■ DATA FOR THIS EXERCISE:
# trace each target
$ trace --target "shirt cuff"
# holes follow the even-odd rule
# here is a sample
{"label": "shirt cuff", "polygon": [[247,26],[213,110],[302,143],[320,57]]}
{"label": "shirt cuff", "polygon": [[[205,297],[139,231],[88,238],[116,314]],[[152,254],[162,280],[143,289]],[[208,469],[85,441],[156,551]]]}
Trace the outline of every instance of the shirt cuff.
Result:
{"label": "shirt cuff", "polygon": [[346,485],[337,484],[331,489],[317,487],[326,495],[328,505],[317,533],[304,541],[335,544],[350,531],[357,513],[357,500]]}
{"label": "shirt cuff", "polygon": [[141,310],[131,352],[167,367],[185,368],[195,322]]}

■ WHAT IS NEEDED: Please transcribe exactly the line containing "# holes follow the even-odd rule" and every line after it to the end of the data, and no other lines.

■ ANSWER:
# holes follow the even-odd rule
# here is a sample
{"label": "shirt cuff", "polygon": [[247,26],[213,110],[302,143],[320,57]]}
{"label": "shirt cuff", "polygon": [[[205,297],[139,231],[88,238],[116,314]],[[152,254],[162,280],[143,289]],[[208,469],[85,441],[156,551]]]}
Trace the outline of every instance of the shirt cuff.
Result:
{"label": "shirt cuff", "polygon": [[346,485],[337,484],[331,489],[317,487],[326,495],[328,505],[317,533],[304,541],[335,544],[350,531],[357,513],[357,500]]}
{"label": "shirt cuff", "polygon": [[141,310],[131,352],[167,367],[185,368],[195,322]]}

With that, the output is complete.